> [Set of tasks]
a: In the SmileFinder abstract, what does the program calculate in its sliding windows of incrementally increasing sizes?
b: Write the next part of the SmileFinder abstract, picking up after its final sentence.

> [Source extract]
Background: Adaptive alleles may rise in frequency as a consequence of positive selection, creating a pattern of decreased variation in the neighboring loci, known as a selective sweep. When the region containing this pattern is compared to another population with no history of selection, a rise in variance of allele frequencies between populations is observed. One challenge presented by large genome-wide datasets is the ability to differentiate between patterns that are remnants of natural selection from those expected to arise at random and/or as a consequence of selectively neutral demographic forces acting in the population.
Findings: SmileFinder is a simple program that looks for diversity and divergence patterns consistent with selection sweeps by evaluating allele frequencies in windows, including neighboring loci from two or more populations of a diploid species against the genome-wide neutral expectation. The program calculates the mean of heterozygosity and FST in a set of sliding windows of incrementally increasing sizes, and then builds a resampled distribution (the baseline) of random multi-locus sets matched to the sizes of sliding windows, using an unrestricted sampling. Percentiles of the values in the sliding windows are derived from the superimposed resampled distribution. The resampling can easily be scaled from 1 K to 100 M; the higher the number, the more precise the percentiles ascribed to the extreme observed values.

> [Material provided]
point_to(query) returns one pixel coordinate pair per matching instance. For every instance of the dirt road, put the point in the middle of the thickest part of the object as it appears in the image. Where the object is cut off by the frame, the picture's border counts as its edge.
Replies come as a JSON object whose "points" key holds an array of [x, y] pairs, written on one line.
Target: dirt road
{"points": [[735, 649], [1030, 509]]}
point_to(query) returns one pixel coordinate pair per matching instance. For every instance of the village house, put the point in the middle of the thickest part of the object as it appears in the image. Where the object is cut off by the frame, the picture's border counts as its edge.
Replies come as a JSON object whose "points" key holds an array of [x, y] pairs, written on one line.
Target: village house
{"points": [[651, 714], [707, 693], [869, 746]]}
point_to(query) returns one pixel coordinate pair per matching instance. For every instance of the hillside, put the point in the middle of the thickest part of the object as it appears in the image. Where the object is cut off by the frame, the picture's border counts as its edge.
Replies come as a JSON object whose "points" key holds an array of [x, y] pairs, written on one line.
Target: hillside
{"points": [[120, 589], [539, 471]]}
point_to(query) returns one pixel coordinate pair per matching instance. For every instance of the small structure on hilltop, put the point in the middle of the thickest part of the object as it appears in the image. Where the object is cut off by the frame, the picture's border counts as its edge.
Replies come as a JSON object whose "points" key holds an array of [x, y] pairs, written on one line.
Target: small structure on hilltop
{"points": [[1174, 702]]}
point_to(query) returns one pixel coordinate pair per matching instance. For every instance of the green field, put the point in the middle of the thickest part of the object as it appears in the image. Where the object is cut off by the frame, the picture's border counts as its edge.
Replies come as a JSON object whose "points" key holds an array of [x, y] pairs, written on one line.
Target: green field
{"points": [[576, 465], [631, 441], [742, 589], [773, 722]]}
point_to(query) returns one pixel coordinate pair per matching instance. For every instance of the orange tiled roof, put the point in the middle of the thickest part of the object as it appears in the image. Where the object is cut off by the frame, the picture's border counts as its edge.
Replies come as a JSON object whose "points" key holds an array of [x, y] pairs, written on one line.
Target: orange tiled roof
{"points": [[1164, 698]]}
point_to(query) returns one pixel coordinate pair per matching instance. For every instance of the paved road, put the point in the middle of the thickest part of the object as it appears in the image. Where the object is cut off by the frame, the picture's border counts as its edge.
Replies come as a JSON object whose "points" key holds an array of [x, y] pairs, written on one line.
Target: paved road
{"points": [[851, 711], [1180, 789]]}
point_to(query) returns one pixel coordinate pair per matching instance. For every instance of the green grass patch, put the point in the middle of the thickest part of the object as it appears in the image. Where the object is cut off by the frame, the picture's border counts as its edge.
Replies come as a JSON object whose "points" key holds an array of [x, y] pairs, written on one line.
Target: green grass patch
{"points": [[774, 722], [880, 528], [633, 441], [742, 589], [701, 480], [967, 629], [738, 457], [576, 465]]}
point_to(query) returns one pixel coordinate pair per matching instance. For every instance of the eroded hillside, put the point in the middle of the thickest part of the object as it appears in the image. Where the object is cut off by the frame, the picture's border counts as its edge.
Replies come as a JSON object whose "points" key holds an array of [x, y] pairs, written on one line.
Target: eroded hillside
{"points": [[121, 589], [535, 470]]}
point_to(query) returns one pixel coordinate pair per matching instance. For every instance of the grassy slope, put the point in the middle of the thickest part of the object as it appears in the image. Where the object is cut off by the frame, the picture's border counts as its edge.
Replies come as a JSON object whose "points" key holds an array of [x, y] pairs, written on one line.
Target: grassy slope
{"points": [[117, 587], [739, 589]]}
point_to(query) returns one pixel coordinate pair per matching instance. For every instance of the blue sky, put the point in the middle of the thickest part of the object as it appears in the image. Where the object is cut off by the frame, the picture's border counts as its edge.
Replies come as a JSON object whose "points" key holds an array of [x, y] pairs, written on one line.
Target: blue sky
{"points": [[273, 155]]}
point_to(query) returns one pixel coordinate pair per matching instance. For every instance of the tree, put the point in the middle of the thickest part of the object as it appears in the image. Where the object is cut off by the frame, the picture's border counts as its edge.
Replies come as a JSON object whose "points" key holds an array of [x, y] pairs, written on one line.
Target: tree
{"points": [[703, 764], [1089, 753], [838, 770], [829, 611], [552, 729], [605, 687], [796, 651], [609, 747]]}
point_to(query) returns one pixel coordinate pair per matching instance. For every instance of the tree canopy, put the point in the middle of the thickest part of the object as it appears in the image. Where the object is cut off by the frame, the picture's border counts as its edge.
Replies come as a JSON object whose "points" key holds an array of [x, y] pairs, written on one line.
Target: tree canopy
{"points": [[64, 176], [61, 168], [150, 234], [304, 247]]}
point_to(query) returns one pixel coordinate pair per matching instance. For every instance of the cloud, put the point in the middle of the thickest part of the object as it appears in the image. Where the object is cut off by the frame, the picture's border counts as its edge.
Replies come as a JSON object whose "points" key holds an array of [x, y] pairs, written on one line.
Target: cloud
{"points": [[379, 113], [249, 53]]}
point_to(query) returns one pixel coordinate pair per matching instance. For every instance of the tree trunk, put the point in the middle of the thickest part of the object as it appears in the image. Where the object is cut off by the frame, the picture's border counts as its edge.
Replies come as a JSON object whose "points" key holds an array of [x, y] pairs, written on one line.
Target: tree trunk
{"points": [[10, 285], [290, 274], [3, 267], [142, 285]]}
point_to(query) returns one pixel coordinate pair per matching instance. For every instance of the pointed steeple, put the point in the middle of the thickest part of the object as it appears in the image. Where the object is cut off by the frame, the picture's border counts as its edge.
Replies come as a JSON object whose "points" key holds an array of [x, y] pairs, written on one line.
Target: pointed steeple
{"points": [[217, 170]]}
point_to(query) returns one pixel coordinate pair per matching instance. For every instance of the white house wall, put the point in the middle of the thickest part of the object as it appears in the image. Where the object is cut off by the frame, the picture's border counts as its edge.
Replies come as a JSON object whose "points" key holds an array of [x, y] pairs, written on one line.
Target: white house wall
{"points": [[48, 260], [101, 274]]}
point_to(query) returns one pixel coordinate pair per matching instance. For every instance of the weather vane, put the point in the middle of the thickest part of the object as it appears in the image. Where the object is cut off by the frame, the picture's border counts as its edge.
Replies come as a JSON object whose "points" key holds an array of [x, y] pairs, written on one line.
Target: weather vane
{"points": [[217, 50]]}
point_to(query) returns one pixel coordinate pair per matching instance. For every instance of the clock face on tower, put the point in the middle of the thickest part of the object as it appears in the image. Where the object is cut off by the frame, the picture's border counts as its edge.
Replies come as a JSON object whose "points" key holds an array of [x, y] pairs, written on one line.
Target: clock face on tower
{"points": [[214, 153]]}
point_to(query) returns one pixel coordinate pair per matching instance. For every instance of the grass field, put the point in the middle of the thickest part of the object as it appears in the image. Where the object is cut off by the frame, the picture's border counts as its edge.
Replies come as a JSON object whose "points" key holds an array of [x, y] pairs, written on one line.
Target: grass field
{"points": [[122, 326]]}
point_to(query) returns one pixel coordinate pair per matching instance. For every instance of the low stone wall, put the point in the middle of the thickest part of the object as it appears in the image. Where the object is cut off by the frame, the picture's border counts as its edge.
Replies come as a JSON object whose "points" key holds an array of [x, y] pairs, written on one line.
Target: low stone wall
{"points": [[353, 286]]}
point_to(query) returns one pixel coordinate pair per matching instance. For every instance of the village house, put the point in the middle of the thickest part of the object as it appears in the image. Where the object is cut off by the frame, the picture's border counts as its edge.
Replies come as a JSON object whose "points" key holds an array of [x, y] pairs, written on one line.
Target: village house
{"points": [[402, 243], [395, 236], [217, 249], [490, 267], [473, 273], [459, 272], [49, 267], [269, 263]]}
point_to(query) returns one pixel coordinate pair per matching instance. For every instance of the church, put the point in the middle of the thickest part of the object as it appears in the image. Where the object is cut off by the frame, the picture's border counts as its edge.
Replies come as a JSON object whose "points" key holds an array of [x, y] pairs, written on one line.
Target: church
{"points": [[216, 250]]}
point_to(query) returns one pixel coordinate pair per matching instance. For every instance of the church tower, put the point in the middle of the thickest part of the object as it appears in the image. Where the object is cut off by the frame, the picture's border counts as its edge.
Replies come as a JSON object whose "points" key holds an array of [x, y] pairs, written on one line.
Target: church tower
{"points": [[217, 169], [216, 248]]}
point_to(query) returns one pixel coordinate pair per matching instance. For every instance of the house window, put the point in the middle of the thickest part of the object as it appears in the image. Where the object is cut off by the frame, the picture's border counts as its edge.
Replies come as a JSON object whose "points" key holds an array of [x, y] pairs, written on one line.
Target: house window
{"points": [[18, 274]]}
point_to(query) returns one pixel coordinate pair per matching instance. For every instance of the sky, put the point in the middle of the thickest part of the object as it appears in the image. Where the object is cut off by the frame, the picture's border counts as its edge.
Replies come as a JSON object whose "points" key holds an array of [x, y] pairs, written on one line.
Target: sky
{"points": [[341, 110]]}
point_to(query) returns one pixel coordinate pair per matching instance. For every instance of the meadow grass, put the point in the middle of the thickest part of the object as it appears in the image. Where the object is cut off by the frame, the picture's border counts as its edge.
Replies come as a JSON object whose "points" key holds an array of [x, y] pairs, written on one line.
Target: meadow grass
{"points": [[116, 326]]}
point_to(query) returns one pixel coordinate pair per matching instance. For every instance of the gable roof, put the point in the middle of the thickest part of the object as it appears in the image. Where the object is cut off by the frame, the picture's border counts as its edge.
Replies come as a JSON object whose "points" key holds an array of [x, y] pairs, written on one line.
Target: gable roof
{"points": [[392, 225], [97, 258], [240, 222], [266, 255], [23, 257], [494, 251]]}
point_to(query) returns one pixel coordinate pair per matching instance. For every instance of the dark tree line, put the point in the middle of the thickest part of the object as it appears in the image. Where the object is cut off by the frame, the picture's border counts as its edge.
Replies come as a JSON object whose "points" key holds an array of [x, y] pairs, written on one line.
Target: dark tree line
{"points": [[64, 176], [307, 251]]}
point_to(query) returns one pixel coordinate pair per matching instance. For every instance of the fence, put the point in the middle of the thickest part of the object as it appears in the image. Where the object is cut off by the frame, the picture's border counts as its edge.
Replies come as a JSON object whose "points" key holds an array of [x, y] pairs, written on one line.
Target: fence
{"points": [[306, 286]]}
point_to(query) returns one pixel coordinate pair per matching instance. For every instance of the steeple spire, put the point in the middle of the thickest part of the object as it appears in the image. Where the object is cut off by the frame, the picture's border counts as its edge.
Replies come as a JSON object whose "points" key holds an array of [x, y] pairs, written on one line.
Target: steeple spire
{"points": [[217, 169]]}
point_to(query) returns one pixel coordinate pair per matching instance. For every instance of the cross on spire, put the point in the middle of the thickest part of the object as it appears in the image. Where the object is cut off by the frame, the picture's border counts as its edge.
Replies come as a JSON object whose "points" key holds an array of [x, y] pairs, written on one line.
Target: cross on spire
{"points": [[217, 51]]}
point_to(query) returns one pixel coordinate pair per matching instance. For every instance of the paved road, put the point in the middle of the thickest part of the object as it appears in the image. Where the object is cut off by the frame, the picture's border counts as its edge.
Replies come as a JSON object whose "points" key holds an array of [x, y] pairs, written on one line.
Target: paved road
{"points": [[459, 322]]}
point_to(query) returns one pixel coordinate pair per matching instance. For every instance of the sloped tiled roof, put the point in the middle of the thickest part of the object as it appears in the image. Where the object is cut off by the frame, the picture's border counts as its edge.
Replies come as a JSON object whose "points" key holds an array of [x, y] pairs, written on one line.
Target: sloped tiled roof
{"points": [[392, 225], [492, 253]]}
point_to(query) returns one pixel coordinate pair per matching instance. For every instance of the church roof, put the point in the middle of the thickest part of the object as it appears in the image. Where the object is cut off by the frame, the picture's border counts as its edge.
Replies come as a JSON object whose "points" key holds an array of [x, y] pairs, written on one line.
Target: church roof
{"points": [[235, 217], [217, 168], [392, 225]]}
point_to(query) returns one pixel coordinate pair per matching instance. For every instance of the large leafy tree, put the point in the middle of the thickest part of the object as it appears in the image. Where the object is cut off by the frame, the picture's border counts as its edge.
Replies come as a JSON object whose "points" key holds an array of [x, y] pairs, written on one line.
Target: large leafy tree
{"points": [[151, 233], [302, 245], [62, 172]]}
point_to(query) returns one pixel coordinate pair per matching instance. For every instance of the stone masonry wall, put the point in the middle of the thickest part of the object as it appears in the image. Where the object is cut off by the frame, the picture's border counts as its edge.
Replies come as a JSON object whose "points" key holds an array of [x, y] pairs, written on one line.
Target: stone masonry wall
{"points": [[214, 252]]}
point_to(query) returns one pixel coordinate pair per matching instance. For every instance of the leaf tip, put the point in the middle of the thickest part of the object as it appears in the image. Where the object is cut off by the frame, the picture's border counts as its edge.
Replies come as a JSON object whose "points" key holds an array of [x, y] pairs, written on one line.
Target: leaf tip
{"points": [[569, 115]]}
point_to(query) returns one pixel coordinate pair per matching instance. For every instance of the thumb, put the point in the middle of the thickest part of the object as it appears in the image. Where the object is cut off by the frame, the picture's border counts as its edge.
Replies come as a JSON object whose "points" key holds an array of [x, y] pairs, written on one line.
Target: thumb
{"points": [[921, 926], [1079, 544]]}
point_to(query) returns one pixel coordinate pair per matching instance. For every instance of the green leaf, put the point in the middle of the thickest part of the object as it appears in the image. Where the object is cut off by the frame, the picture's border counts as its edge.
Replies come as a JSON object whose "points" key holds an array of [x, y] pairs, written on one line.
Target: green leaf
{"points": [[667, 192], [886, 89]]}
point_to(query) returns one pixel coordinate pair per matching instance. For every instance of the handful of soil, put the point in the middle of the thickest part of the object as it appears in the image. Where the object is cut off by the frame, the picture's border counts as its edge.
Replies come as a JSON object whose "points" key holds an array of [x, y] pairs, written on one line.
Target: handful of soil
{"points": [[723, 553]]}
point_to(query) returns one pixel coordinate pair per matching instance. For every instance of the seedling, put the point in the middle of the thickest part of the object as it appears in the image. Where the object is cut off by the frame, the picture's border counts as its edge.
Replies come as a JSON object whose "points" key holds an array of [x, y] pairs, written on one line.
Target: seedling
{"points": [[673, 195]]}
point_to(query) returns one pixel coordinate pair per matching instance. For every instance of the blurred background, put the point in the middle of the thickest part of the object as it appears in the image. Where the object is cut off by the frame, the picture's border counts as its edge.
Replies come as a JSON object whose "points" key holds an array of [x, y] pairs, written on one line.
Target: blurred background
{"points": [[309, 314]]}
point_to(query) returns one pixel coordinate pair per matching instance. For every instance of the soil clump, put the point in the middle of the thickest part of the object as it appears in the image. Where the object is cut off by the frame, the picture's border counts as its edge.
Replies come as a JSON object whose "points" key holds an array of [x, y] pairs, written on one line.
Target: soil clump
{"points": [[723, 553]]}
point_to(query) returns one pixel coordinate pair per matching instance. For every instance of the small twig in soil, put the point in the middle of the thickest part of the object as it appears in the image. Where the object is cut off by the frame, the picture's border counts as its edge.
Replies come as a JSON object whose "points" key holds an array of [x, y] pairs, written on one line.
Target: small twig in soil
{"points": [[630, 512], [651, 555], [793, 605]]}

> [Results of the exercise]
a: The mean of heterozygosity and FST.

b:
Conclusions: The output from SmileFinder can be used to plot percentile values to look for population diversity and divergence patterns that may suggest past actions of positive selection along chromosome maps, and to compare lists of suspected candidate genes under random gene sets to test for the overrepresentation of these patterns among gene categories. Both applications of the algorithm have already been used in published studies. Here we present a publicly available, open source program that will serve as a useful tool for preliminary scans of selection using worldwide databases of human genetic variation, as well as population datasets for many non-human species, from which such data is rapidly emerging with the advent of new genotyping and sequencing technologies.
Keywords: Evolution; Galaxy; Genome; Population; Resampling; Selection.